> Aim:
Reproduce each line exactly. Skip none.

> Material provided:
══════

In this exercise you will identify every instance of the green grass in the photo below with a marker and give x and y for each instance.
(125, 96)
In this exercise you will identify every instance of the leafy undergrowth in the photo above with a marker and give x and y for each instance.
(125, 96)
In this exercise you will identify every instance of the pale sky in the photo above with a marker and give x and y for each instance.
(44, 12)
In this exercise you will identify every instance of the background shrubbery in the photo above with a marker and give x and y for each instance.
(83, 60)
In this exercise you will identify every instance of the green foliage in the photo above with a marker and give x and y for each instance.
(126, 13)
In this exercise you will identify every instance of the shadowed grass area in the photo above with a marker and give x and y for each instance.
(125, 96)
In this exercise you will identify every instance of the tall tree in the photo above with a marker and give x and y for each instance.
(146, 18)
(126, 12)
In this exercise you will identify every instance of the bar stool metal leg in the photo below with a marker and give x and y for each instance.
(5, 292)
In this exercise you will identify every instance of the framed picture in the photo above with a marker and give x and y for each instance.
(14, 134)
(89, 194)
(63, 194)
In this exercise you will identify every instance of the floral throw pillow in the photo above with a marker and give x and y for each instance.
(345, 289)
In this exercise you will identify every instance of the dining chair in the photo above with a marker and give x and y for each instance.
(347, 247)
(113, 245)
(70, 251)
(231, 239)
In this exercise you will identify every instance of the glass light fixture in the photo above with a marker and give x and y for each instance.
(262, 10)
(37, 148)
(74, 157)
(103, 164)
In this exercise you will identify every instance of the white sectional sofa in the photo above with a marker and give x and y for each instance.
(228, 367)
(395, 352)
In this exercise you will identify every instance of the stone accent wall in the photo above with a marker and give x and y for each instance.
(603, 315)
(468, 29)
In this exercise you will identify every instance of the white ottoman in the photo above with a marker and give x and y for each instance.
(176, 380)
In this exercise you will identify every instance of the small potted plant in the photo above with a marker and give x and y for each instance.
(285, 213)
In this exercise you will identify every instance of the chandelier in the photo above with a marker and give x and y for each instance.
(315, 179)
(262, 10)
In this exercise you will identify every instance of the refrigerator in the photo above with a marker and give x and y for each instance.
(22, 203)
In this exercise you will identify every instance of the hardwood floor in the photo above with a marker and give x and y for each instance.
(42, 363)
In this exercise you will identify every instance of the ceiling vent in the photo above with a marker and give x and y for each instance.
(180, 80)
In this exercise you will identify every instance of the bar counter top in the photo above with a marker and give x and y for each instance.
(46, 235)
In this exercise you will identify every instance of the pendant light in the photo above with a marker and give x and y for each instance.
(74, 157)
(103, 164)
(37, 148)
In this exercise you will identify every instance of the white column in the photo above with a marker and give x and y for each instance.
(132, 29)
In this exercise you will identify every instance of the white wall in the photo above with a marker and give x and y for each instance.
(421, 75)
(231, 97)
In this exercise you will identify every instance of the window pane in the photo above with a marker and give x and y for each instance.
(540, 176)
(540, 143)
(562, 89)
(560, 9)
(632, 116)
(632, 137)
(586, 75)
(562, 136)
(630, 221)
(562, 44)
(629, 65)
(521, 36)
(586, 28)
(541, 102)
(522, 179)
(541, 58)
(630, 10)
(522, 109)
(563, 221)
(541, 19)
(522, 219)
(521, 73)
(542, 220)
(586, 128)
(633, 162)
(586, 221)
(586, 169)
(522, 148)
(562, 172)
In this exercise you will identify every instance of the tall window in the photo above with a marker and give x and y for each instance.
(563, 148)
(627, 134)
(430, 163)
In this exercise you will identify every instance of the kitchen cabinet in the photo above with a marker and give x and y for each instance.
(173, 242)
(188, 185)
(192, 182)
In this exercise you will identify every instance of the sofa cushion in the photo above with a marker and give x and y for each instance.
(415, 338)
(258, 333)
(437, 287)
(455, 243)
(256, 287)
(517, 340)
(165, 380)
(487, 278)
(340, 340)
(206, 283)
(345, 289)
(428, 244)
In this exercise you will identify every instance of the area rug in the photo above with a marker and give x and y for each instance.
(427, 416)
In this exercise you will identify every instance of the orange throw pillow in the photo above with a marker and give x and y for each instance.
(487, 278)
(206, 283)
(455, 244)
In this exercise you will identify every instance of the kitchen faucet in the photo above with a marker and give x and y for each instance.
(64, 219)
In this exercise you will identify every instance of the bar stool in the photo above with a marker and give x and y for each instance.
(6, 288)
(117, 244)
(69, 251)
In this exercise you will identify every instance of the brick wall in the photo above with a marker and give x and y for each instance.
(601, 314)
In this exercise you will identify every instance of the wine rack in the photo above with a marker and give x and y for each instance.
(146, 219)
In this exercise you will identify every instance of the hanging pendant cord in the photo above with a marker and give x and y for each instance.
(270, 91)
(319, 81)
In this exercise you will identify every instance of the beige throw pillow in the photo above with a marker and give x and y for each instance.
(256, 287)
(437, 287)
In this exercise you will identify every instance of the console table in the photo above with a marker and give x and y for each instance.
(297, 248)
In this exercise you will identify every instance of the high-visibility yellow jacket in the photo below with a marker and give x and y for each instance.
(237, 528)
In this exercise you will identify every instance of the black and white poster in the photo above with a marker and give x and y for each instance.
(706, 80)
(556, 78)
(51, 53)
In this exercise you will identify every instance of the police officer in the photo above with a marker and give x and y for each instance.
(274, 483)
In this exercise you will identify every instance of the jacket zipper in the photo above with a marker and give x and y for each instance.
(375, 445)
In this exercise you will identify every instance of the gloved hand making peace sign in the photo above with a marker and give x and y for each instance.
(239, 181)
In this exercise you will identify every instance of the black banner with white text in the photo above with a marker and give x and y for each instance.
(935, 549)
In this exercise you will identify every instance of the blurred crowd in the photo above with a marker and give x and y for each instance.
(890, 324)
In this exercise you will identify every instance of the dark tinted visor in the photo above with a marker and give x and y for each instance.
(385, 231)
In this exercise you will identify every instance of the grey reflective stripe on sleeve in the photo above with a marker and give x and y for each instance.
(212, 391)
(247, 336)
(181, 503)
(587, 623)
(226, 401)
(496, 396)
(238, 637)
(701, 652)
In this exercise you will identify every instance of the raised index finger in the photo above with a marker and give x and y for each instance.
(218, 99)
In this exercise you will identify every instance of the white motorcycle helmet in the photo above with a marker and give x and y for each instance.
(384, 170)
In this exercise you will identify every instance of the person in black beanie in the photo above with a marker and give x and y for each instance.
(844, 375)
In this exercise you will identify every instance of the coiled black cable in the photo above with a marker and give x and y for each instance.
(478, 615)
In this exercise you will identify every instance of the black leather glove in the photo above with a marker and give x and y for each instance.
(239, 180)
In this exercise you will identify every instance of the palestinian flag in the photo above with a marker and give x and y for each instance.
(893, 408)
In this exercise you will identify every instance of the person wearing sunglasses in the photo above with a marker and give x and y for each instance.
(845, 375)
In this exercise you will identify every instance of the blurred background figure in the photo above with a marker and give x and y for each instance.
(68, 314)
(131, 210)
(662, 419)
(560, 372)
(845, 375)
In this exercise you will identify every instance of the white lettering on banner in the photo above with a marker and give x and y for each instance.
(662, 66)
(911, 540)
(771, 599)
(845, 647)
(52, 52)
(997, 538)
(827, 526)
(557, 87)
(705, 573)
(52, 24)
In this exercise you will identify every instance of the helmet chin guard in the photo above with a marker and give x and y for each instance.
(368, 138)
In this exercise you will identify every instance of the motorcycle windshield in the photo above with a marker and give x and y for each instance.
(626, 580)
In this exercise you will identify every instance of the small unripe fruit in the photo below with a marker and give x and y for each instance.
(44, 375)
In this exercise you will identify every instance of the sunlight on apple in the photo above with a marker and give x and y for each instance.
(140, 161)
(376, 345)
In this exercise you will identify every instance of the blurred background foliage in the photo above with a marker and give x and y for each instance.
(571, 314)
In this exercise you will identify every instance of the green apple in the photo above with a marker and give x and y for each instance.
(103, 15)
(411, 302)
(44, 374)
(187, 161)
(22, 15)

══════

> Written response:
In this exercise you will identify every instance of the green grass in the photo below with a marker and give x and y for each instance.
(125, 96)
In this exercise you will identify every instance of the leafy undergrowth in the photo above with a marker and give x and y for each instance.
(125, 96)
In this exercise you will identify every instance of the pale sky in the photo above with a marker and give x and y for each instance.
(44, 12)
In this exercise you will identify every instance of the background shrubbery in the photo above with a marker and give x and y for each instance.
(83, 60)
In this exercise you will identify every instance of the green foliage in the photo above with a marker and give x and y for each instance.
(126, 13)
In this exercise you will identify every instance of the shadowed grass area in the photo above with a marker and give x and y for each instance.
(125, 96)
In this exercise you will identify every instance of the tall tree in the photo above with a marker and give x and y for each instance.
(146, 18)
(126, 12)
In this exercise you will identify every instance of the bar stool metal leg in the photo below with a marker and give x and y for each instance.
(5, 292)
In this exercise you will identify every instance of the framed picture in the photo above with a marker and give x and y for each instance.
(14, 134)
(89, 194)
(63, 194)
In this exercise you will identify every instance of the floral throw pillow in the photo above with a marker and give x and y for each instance.
(345, 289)
In this exercise you will identify every instance of the dining chair in the photo above with a marker and give x and y for each instance.
(347, 247)
(113, 245)
(70, 251)
(231, 239)
In this exercise you will identify every instance of the glass light fixture in the photo above with a marker and give x and y for each instance.
(262, 10)
(37, 148)
(74, 157)
(103, 164)
In this exercise you will identify every instance of the white sectional sofa in the photo above with a marker and give x and y for each instance.
(228, 367)
(395, 352)
In this exercise you will identify every instance of the stone accent wall in the photo above with a marker and give x and y for each instance.
(603, 315)
(468, 29)
In this exercise you will identify every instance of the white ottoman in the photo above with a marker and give x and y for each instance.
(176, 380)
In this exercise you will identify every instance of the small potted plant in the photo above with a marker and give x and y for each instance.
(285, 213)
In this exercise you will identify every instance of the chandelier in the photo above with a marker and give x and y for each instance.
(315, 179)
(262, 10)
In this exercise you will identify every instance of the refrigerator in the photo above with a marker and give x and y for each instance.
(22, 203)
In this exercise you will identify every instance of the hardwood floor in the photo above with a marker and give x and y for each instance.
(42, 363)
In this exercise you will identify every instance of the ceiling vent in the photo above with a marker and give x and y for each instance.
(180, 80)
In this exercise you will identify every instance of the bar counter top in the photo above with a marker and give x and y for each instance.
(46, 235)
In this exercise you will identify every instance of the pendant light in the photo above with a marker and give x and y for each instance.
(74, 157)
(103, 164)
(37, 148)
In this exercise you will identify every instance of the white column in the photo above with a marker and give x and y for each instance.
(132, 29)
In this exercise you will identify every instance of the white wall in the photo above with a marker and give x and y for each instance.
(421, 75)
(231, 97)
In this exercise you will identify every instance of the window pane in the photo above with a marker and give x and y for each instance.
(540, 176)
(540, 143)
(562, 89)
(560, 9)
(632, 116)
(632, 137)
(586, 75)
(562, 136)
(630, 221)
(562, 44)
(629, 65)
(521, 36)
(586, 28)
(541, 102)
(522, 179)
(541, 58)
(630, 10)
(522, 109)
(563, 221)
(541, 19)
(522, 219)
(521, 73)
(542, 220)
(586, 128)
(633, 162)
(586, 221)
(586, 169)
(522, 148)
(562, 172)
In this exercise you will identify every instance of the tall window in the photo above with a marker and give x and y for each instance.
(563, 148)
(627, 134)
(430, 163)
In this exercise you will identify every instance of the kitchen cabinet in the photo above with a marker and give x and y for each instance.
(173, 242)
(188, 185)
(192, 182)
In this exercise you will identify every instance of the sofa cushion in the photo above with a marker and give x and y for each instance.
(415, 338)
(258, 333)
(437, 287)
(455, 243)
(256, 287)
(517, 340)
(165, 380)
(487, 278)
(340, 340)
(206, 283)
(345, 289)
(428, 244)
In this exercise you will identify every instance of the area rug in the photo above with a marker and give x and y for each instance.
(427, 416)
In this exercise you will identify every instance of the orange throw pillow in the photo above with a marker and give x and y for each instance.
(487, 278)
(206, 283)
(455, 244)
In this exercise you will identify every instance of the kitchen faucet in the photo above with a marker and give x and y for each instance.
(64, 219)
In this exercise you will identify every instance of the bar stool in the photo above with a marker and give x and y for each instance.
(6, 288)
(117, 244)
(69, 251)
In this exercise you will identify every instance of the brick wall in the photo above with a marker and give x and y for each instance.
(601, 314)
In this exercise you will identify every instance of the wine rack in the photo above with a marker and give x and y for each instance.
(146, 219)
In this exercise you will identify every instance of the hanging pendant cord in the photo above with a marker and give x and y for each instance.
(270, 91)
(319, 81)
In this exercise you will identify every instance of the beige throw pillow in the photo above with a marker and give x and y for each instance.
(256, 287)
(437, 287)
In this exercise you will identify every instance of the console table in the photo above with a marker and give x and y for each instance.
(297, 248)
In this exercise you will identify every instance of the high-visibility yellow jacket in the photo below with a marker and give x and y for each instance.
(237, 528)
In this exercise you will identify every instance of the black and white poster in the photo above with a marker and give x and y for each instance.
(706, 80)
(556, 78)
(51, 53)
In this exercise you will identify every instance of the police officer in the photo above with a marker and give x and y for each instance.
(274, 483)
In this exercise you will identify every instance of the jacket zipper in the photo above with a marker and give x and y for each instance.
(375, 445)
In this exercise you will identify every instance of the gloved hand making peace sign in the photo above with a marker and give x and y for each instance.
(239, 181)
In this exercise you will identify every instance of the black banner with white text in the photo above with a marker and give x and y for each instance.
(935, 549)
In this exercise you will identify every instance of the blurred crowd in the photo above with a marker and give x and y for each instance.
(890, 324)
In this exercise you will identify every instance of the dark tinted visor in the photo above with a marker and give x and y for each instance.
(385, 231)
In this exercise you will identify every instance of the grey reflective stripe on sleeve in the photo above with a marker and give x and y for each instance.
(212, 391)
(247, 336)
(181, 503)
(587, 623)
(226, 401)
(496, 396)
(238, 637)
(701, 652)
In this exercise you will identify every instance of the raised index finger in the photo above with a marker and give x and y for each instance.
(218, 99)
In this exercise you will identify every instance of the white motorcycle helmet in the photo above with a marker and give x and y for each instance.
(384, 170)
In this exercise you will identify every instance of the person in black beanie in the photo above with a marker and give x and y for each instance.
(844, 375)
In this exercise you will identify every instance of the coiled black cable in the photo above with a marker and give x and y for each instance.
(478, 615)
In this exercise you will identify every instance of the black leather glove in the photo above with a marker and give x and y for each instance.
(239, 180)
In this exercise you will identify every instance of the palestinian flag in the photo above with a marker and give x and y for each instance.
(893, 408)
In this exercise you will identify every instance of the person wearing sunglasses in the photo above with a marker and give x and y for each instance.
(845, 375)
In this exercise you will identify every instance of the blurred background figure in the photo above with a marker and give x and y for each instance.
(68, 314)
(131, 210)
(662, 419)
(560, 372)
(845, 375)
In this exercise you will identify every instance of the white lettering on banner in the photo above with a marker and give x and y for each instance.
(662, 66)
(911, 540)
(771, 599)
(845, 647)
(52, 52)
(997, 538)
(827, 526)
(557, 87)
(705, 573)
(52, 24)
In this exercise you will identify every instance of the helmet chin guard in the photo above with a marker and give x and y for each instance.
(368, 138)
In this exercise you will identify every instance of the motorcycle windshield in the photo above with a marker and give x and y for each instance.
(626, 580)
In this exercise you will identify every instance of the small unripe fruit in the photo below with a marker and give x and y for each instance.
(44, 375)
In this exercise you will identify every instance of the sunlight on apple in the photo above with a marker and give x and y for each instance.
(140, 161)
(376, 345)
In this exercise you will identify every instance of the blurred background foliage in the photo above with a marker and give x and y for each instance.
(571, 314)
In this exercise you will identify every instance of the green apple in the photo above with a marker and give x and y for each instance.
(103, 15)
(411, 302)
(44, 374)
(187, 161)
(22, 15)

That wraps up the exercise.